Recorded data

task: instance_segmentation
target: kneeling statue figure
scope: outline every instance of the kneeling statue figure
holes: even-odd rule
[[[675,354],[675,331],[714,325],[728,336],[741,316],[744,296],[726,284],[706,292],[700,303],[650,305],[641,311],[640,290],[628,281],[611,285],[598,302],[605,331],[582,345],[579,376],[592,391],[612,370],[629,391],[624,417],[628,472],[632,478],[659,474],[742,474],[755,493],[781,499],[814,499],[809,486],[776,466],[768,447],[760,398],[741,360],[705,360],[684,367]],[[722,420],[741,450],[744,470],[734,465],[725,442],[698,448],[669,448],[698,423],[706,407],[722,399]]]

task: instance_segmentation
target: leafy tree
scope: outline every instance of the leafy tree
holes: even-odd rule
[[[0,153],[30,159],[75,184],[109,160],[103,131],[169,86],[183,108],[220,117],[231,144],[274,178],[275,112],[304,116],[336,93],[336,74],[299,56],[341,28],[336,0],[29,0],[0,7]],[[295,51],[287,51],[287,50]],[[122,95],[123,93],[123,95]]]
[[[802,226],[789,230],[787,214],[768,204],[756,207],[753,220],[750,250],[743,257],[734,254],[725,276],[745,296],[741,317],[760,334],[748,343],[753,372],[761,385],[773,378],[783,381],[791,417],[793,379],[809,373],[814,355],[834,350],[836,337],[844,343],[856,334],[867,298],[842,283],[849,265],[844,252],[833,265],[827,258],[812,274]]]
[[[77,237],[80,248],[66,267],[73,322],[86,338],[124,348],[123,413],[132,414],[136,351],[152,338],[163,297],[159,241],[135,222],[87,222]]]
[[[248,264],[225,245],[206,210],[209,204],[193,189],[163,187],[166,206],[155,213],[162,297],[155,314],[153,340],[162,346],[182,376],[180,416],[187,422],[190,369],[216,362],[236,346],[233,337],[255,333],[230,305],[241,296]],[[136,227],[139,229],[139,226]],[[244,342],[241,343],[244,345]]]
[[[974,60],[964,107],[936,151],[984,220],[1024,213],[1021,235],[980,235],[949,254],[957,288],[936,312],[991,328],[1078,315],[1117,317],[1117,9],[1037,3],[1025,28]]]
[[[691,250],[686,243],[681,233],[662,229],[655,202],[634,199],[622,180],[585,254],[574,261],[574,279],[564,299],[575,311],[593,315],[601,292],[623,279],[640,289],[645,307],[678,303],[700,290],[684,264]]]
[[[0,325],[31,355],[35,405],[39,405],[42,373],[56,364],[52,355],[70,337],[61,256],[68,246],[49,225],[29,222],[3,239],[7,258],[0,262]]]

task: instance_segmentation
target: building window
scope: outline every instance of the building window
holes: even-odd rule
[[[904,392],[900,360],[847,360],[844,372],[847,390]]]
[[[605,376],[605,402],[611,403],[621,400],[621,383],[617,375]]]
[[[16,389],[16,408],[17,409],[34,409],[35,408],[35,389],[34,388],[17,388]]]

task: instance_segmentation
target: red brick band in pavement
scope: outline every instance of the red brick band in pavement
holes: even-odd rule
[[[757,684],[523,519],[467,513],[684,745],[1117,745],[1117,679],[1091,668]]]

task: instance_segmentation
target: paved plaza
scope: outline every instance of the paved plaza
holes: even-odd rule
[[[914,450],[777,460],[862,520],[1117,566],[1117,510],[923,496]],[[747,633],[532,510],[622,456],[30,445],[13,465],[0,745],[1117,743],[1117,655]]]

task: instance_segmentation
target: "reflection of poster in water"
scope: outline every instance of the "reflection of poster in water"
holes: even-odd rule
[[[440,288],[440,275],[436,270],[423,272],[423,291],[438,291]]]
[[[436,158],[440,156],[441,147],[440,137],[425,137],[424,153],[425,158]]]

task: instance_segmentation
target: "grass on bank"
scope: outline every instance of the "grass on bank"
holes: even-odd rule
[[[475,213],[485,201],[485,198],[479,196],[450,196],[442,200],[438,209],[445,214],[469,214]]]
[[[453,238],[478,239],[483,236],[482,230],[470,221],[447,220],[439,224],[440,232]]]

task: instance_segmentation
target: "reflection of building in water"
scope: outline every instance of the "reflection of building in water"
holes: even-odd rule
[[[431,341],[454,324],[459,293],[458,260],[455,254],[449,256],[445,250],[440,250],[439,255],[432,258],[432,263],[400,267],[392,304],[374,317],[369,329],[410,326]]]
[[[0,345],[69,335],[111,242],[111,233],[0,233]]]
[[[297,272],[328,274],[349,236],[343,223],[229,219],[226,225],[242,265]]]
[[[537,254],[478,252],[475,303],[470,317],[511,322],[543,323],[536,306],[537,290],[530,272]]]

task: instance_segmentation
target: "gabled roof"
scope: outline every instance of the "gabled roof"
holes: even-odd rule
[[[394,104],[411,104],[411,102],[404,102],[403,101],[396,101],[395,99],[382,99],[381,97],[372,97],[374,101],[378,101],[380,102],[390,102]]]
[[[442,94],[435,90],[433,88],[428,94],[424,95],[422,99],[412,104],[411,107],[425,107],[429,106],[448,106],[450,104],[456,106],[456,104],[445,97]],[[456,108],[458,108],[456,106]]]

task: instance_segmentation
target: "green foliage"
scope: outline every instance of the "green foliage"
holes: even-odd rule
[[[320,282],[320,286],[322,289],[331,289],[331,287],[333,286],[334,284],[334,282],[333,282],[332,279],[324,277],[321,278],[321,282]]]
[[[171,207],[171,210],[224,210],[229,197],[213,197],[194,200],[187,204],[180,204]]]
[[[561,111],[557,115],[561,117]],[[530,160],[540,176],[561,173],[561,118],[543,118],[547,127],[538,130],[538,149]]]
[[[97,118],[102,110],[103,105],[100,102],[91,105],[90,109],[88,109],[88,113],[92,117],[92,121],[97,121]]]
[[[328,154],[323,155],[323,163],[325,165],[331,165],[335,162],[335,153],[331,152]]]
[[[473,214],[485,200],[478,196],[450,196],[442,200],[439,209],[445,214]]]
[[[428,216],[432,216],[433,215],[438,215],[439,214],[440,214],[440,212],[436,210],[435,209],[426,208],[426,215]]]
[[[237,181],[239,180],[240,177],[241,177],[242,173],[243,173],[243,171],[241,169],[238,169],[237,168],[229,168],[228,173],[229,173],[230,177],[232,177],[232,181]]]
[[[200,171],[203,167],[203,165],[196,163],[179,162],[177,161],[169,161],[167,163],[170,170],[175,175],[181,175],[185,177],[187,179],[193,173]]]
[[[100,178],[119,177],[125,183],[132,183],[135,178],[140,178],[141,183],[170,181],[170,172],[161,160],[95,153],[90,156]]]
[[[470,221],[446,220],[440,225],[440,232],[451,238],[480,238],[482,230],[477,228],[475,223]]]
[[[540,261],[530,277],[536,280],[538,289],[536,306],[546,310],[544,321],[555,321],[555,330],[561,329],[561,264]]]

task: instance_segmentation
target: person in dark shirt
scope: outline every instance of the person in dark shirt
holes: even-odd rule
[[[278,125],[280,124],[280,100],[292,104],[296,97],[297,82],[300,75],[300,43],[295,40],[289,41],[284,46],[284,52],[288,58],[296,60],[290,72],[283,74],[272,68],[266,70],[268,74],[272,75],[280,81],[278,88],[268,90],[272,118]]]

[THE TASK]
Count the lines above that contain the word "kneeling", treating uppercase and lowercase as different. Give only the number.

[ANSWER TO THE EXERCISE]
2